*** Selected text Section Begins ***
As we go to press, the major averages are down, coming off a record-setting week of setting all-time highs. Worries about the spread of the coronavirus and the warning from tech giant Apple over the virus’s impact on corporate profits and the global economy have pushed equites lower in Asia, Europe, and the U.S.
China’s National Health Commission reported another 98 deaths nationwide, bringing the total deaths to 1,891 and some 72,000 confirmed cases.
Oil prices also bumped up, with Brent crude trading above $57 a barrel. Up 4.4 percent on the week after briefly dipping below $50, oil is having its best performance since early January, when Brent crude spiked to $70 a barrel following the U.S. assassination of Iranian general Qasem Soleimani.
Virus Strains Energy Markets
China, the world’s largest energy importer, is expected to drop about 900,000 barrels a day of oil imports, or about 1 percent of global usage, because the coronavirus outbreak has paralyzed the country’s industries and transportation.
Its imports of liquefied natural gas, or LNG, a key industrial and power-generation fuel, were down 10 percent in January, year on year.
*** Selected text Section Ends ***
### Exercise set
a: According to the market report, how much did China's imports of liquefied natural gas fall in January compared with a year earlier?
b: Extend the market report with a further paragraph that picks up after its final sentence.
This material has no connection to the market report.
*** Given information Section Begins ***
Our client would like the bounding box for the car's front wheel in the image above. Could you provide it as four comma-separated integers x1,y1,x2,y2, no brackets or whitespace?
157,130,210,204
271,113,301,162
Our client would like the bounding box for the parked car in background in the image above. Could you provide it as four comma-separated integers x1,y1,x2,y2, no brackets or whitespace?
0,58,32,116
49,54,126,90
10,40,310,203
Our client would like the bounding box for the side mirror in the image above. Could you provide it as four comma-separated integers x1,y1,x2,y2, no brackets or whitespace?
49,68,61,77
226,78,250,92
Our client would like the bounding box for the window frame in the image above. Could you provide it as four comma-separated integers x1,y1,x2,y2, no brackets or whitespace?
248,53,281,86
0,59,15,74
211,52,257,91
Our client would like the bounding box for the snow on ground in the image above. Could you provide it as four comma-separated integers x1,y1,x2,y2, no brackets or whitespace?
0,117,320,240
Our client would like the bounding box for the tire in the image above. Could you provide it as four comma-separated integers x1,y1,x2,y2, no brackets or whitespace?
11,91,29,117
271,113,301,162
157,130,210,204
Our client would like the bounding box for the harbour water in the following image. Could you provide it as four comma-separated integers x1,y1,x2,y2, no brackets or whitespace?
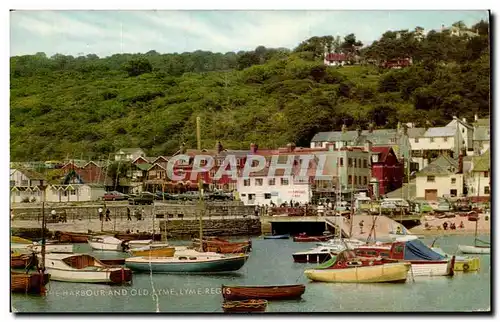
*** Given information Section Ends ***
### Answers for the tasks
a: They fell 10 percent year on year.

b:
To get out of purchase agreements, some Chinese buyers are declaring “force majeure,” a legal term for unforeseen circumstances that justify voiding a contract. Total, the French oil giant, recently rejected such a claim.
The issue is becoming a crisis as ships laden with energy-guzzling chilled, compressed gas have nowhere to go; the world market for LNG is bursting with supply and prices are at or near record lows.
OPEC, led by the Saudis, have pressed for oil production cuts beyond the 2.1 million barrels a day agreed on in December to keep prices from falling further. But Russia has balked, needing to keep revenue coming in to fuel its faltering economy.
TRENDPOST: Global oil inventories added 7.5 million barrels last month, more than twice the volume analysts had forecast.
China’s coronavirus epidemic cut the country’s consumption sharply but not enough to account for all of the oversupply. As Trends Journal readers know, its the global economic slowdown that is putting a deeper and longer-term drag on prices rather than the coronavirus.
On the Gold Front
The virus fears and its prospects for negative economic fallout have pushed gold prices above $1,600 per ounce.
TREND FORECAST: With the markets under pressure, gold, a quintessential safe-haven asset, has spiked $20 per ounce as we go to press.  
On 6 June, 2019, we sent Trend Journal subscribers a Trend Alert, “The Gold Bull Run.” At that time, gold was $1,332 an ounce. We maintain our forecast for gold to spike toward the $2,000 per ounce this year.
Furthermore, considering gold’s upward momentum and growing geopolitical/economic uncertainty, we have moved our downside risk from $1,390 per ounce to $1,450.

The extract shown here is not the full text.